» Document excerpt:
- - - - - - -
Using tenant-level data from 18 states that represent almost 40% of all Low-Income Housing Tax Credit units, this article examines tenant incomes, rental assistance, and rent burdens to shed light on key questions about our largest federal supply-side affordable housing program. Specifically, what are the incomes of the tenants, and does this program reach those with extremely low incomes? What rent burdens are experienced, and is economic diversity within developments achieved? We find that approximately 45% of tenants have extremely low incomes, and the overwhelming majority of such tenants also receive some form of rental assistance. Rent burdens are lower than that for renters with similar incomes nationally but generally higher than that presumed for housing programs of the U.S. Department of Housing and Urban Development. Rent burdens vary greatly by income level and are lowered by the sizable share of owners who charge below federal maximum rents. Finally, we find evidence of both economically diverse developments and those with concentrations of households with extremely low incomes.

Acknowledgments

We thank Rachel Brooks for her invaluable research assistance. We also thank the members of the state housing authorities who generously shared their data with us, which made this project possible. In addition, we thank the Furman Center for Real Estate and Urban Policy and the Robert F. Wagner Graduate School of Public Service for their support to this project, and Ingrid Gould Ellen, Jill Khadduri, and Kirk McClure for their helpful comments.

Notes

 2. The agenda also includes minimum set-asides for serving ELI households. See http://nlihc.org/sites/default/files/2012_NLIHC_Policy_Agenda.pdf.

 3. For a more detailed discussion of the program, see Turner and Kingsley (Citation2008).

 4. This was increased from 15 years of affordability for tax credit allocations made since 1990, although in limited circumstances, owners can still opt out at year 15.

 5. Utility allowances are based on estimates, not on actual consumption.

 6. Specifically, this references the extent to which ELI households reside in developments that also house tenants with incomes at 50% or 60% of AMI.

 7. See HUD (Citation2002) and Shelburne (Citation2008) for a discussion of QAPs and state priorities.

 8. Two studies examine subgroups or limited characteristics. Horn and O'Regan (Citation2011) collected data on the racial composition of tenants in three states, which include more than 1,500 developments. Beard and Carnahan (Citation2011) used 2008 compliance data in Ohio for heads of households in 96 elderly developments.

 9. Note that these maximum rents apply only to LIHTC limits. To the extent that developments receive other subsidies that impose rent restrictions, or that states themselves impose restrictions during the allocation process, these federal maximums overstate what landlords can charge.

10. See a summary of the issues and comments by HUD's Michael Hollar at http://www.novoco.com/podcast/transcripts/090611.pdf.

11. Our analysis is limited to states where we have data on the majority of developments likely actively serving LIHTC tenants.

12. We use income distinctions used by HUD: income at or below 30% of AMI are extremely low, incomes between 30% and 50% of AMI are very low, and incomes up to 80% of AMI are low.

13. The primary reason our sample declines from 26 states to 18 is coverage of units in the state.

14. It is worth noting that there is overlap within these samples, as many LIHTC developments contain rental assistance programs, either tenant-based vouchers or project-based Section 8.

15. Significant refers to the 1% confidence level, throughout the article.

16. When broken out separately by states, the same relative pattern holds for each state.
- - - - - - -
» Information supplied:
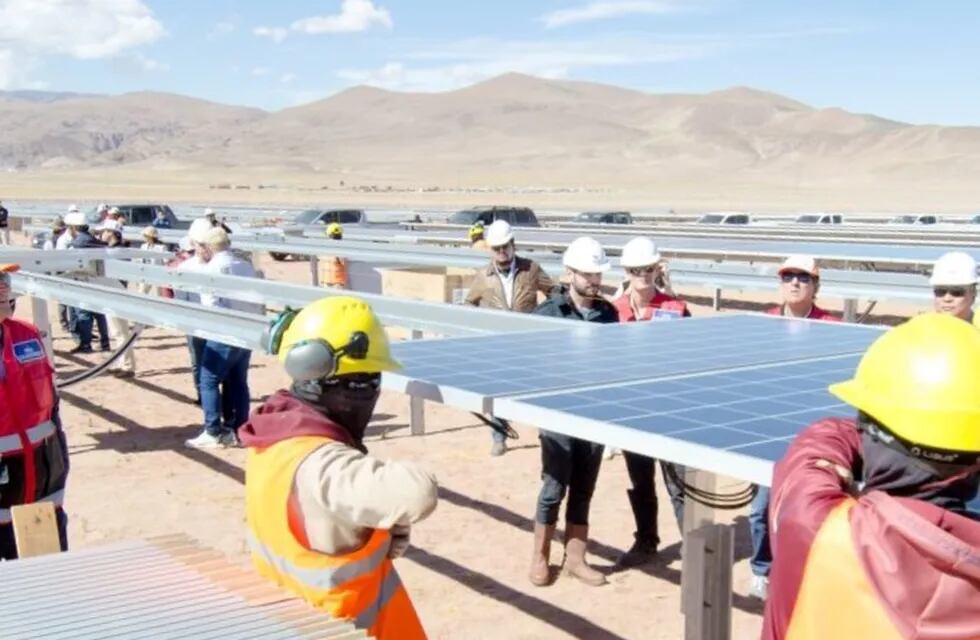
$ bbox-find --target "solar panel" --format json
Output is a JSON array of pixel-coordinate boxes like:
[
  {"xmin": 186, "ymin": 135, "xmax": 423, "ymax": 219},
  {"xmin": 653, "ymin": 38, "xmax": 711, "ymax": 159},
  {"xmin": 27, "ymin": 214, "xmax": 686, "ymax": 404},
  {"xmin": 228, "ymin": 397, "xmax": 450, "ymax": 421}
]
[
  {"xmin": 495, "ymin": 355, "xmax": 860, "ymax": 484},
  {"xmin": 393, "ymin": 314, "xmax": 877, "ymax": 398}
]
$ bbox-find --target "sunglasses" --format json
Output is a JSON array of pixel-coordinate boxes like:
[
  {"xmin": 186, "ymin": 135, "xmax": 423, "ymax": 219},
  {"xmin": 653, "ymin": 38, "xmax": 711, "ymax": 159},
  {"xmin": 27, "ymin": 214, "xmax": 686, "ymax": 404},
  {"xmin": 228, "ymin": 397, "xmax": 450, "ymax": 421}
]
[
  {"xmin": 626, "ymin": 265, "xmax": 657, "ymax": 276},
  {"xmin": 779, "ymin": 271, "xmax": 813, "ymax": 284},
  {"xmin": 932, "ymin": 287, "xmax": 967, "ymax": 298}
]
- - - - - - -
Reproduce the housing tax credit article from "9. Note that" down to "serving LIHTC tenants.", substituting "property owners" for "landlords".

9. Note that these maximum rents apply only to LIHTC limits. To the extent that developments receive other subsidies that impose rent restrictions, or that states themselves impose restrictions during the allocation process, these federal maximums overstate what property owners can charge.

10. See a summary of the issues and comments by HUD's Michael Hollar at http://www.novoco.com/podcast/transcripts/090611.pdf.

11. Our analysis is limited to states where we have data on the majority of developments likely actively serving LIHTC tenants.